Columbia's astronauts have proven beyond a doubt that people do, indeed, snore in space.

But do they snore more in orbit, or less?

"This mission definitely could answer that question," said Derk-Jan Dijk, a sleep specialist at Brigham and Women's Hospital in Boston.

Astronaut-physician Dave Williams, one of the shuttle sleep subjects, announced the latest news from space Monday.

"It turns out that you can actually snore in space," he said, "and we didn't know that before." Asked who the culprits were, Williams replied: "It turns out that I manage to make those noises myself."

There was also bad news from orbit Monday: Forty-five of 96 baby rats launched 1{ weeks ago aboard Columbia have died as a result of maternal neglect. That's a casualty rate five times higher than expected.

The deaths will hurt scientists' brain-development studies, said NASA's chief veterinarian, Joseph Bielitzki. "But they'll still be able to achieve their primary objectives." The rodents were to have been dissected after the flight.

Most of the 45 rats, about 2{ weeks old, died naturally. At least five animals, however, were so sick that the crew had to kill them. The astronauts managed to nurse some of the sick rodents back to health.

Problem to work on
Reproduce the stretch of the snoring-in-space article from "But do they" through "Hospital in Boston.", replacing "sleep specialist" with "sleep researcher".

Data
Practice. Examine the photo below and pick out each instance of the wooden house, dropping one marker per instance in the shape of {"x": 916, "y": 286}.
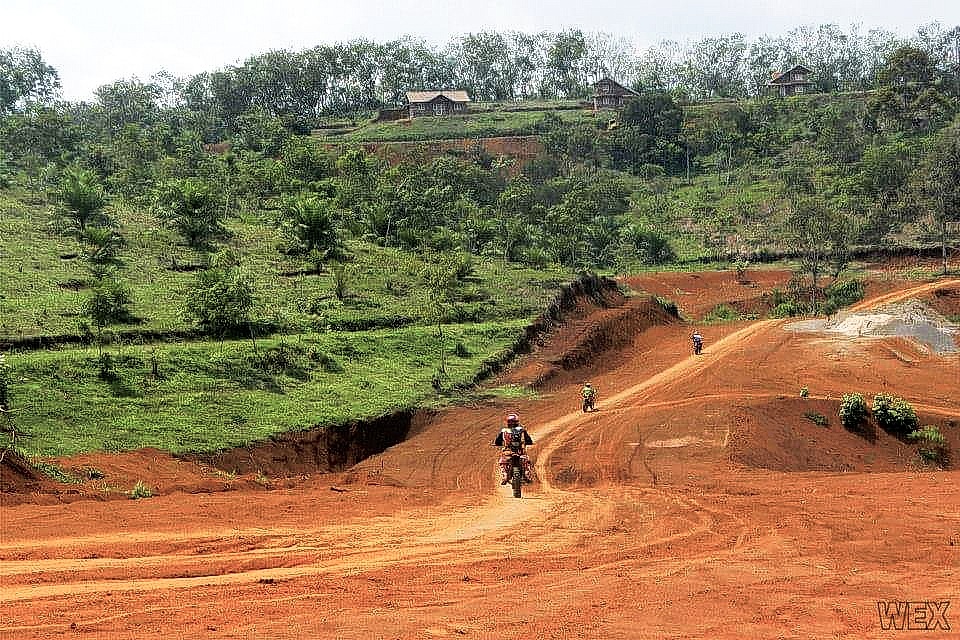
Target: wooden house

Answer to this problem
But do they snore more in orbit, or less?

"This mission definitely could answer that question," said Derk-Jan Dijk, a sleep researcher at Brigham and Women's Hospital in Boston.